Format every line of the records below as a numbered list, omitting any blank lines.

***** ENTRIES SUPPLIED *****

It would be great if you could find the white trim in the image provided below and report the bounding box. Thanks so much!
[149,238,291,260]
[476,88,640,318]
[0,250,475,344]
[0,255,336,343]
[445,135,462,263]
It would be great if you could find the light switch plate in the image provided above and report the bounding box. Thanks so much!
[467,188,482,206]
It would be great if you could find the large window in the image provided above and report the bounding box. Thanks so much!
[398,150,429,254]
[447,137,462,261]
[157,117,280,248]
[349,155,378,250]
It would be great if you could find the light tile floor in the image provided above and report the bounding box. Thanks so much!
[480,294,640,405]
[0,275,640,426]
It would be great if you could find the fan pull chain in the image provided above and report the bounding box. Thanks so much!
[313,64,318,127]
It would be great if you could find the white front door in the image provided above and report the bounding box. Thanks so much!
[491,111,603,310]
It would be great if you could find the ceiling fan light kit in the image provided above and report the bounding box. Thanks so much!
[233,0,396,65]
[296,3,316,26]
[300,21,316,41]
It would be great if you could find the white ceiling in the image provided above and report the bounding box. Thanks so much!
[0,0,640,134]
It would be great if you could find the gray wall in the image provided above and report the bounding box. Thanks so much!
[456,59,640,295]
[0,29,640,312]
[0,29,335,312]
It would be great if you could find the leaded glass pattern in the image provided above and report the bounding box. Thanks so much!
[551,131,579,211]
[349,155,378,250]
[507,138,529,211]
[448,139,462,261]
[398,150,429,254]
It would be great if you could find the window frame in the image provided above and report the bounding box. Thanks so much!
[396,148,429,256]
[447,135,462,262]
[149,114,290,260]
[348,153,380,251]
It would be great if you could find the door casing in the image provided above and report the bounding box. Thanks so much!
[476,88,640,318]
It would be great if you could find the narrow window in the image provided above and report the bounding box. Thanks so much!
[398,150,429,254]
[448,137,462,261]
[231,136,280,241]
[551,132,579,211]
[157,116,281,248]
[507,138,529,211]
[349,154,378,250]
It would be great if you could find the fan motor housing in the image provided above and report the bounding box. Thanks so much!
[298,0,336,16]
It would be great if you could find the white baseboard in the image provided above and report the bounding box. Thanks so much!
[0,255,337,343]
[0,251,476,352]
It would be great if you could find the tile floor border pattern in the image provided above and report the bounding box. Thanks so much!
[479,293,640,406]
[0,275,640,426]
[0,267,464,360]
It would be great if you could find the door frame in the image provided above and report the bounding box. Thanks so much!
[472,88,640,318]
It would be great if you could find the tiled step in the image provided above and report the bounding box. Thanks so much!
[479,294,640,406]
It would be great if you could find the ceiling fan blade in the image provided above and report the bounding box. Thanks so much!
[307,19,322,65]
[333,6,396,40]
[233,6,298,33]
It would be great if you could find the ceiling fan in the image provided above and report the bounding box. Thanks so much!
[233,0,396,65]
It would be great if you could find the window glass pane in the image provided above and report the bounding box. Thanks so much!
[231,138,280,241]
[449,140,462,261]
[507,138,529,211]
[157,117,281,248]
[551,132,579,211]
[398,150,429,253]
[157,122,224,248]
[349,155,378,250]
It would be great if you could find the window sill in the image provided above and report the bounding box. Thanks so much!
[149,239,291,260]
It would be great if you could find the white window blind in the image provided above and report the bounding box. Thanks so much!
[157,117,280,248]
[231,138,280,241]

*****

* **REPLY**
1. It would be great if you could find the white trim in the image provided below and report the bounding box. Thanks so much!
2. [149,238,291,260]
3. [476,88,640,318]
4. [0,250,475,344]
5. [0,255,336,343]
6. [445,135,462,263]
7. It would be great if you could find the light switch plate in the image provided above and report the bounding box. Thanks so much!
8. [467,188,482,206]
9. It would be great if you could find the large window in the image provided above and report the bounding box. Thanks so much!
10. [398,150,429,254]
11. [447,137,462,261]
12. [157,117,280,248]
13. [349,155,378,250]
14. It would be great if you could find the light tile floor in the image provided above and report the bounding box. Thanks so much!
15. [480,294,640,405]
16. [0,275,640,426]
17. It would be great if you could find the fan pull chain in the image provided above and report the bounding box. Thanks so much!
18. [313,64,318,127]
19. It would be great if you could find the white front door in the image provided above and report the bounding box. Thanks so much!
20. [491,111,603,310]
21. It would be great if you could find the ceiling fan light kit in the image provided above and report the bounding box. Thanks so much!
22. [233,0,396,65]
23. [296,3,316,26]
24. [300,21,316,41]
25. It would be great if you could find the white ceiling in the image provided above and report the bounding box. Thanks so much!
26. [0,0,640,134]
27. It would be great if you could find the gray wall in the image provided above and report the bounding box. Thanks so much!
28. [456,59,640,295]
29. [0,29,640,312]
30. [0,29,335,312]
31. It would be great if you could find the leaded glass pattern in the image provided above and report the bounding box. Thanks so much!
32. [551,131,579,211]
33. [349,155,378,250]
34. [507,138,529,211]
35. [448,139,462,261]
36. [398,150,429,254]
37. It would be great if you could find the window frame in the image provided above and report the bounding box. Thanks so much!
38. [396,148,429,256]
39. [447,135,462,262]
40. [149,114,290,260]
41. [348,153,380,251]
42. It would be great if you could find the door casing in the image provided above and report the bounding box. Thanks so much!
43. [476,88,640,318]
44. It would be great if you could find the narrow window in the image provided above and report the bounding box. Thanks so much!
45. [398,150,429,254]
46. [448,137,462,261]
47. [231,136,280,241]
48. [551,132,579,211]
49. [157,116,281,248]
50. [507,138,529,211]
51. [349,154,378,250]
52. It would be great if you could find the fan motor housing in the image provided above and report the bounding box. Thanks so much!
53. [298,0,336,16]
54. It would be great if you could find the white baseboard in the image provided above and report the bounding box. Thanks so much!
55. [0,255,337,343]
56. [0,251,476,352]
57. It would be great if you could find the tile floor border pattern in the image provided above and report the bounding box. Thanks so much!
58. [479,293,640,406]
59. [0,275,640,426]
60. [0,267,464,360]
61. It would be great if you could find the door frame in the image provided above and report the bounding box. Thanks so much!
62. [472,88,640,318]
63. It would be great if you could find the tiled step in the image provided above and report the bounding box. Thanks so much!
64. [479,294,640,406]
65. It would be great if you could find the ceiling fan blade in the image provided above and report the bounding box. Thanks so much!
66. [307,19,322,65]
67. [333,6,396,40]
68. [233,6,298,33]
69. It would be great if you could find the ceiling fan in the image provided above and report the bounding box. Thanks so much!
70. [233,0,396,65]
71. It would be great if you could find the window glass pane in the image provided above and report the bounding box. Thanks so much!
72. [231,138,280,241]
73. [449,140,462,261]
74. [507,138,529,211]
75. [157,117,281,248]
76. [551,132,579,211]
77. [398,150,429,253]
78. [157,122,224,248]
79. [349,155,378,250]
80. It would be great if you could find the window sill in the image provided above and report the bounding box. Thanks so much!
81. [149,239,291,260]
82. It would be great if you could find the white window blind in the image provided above and report the bounding box. Thanks so much!
83. [157,117,280,248]
84. [231,138,280,241]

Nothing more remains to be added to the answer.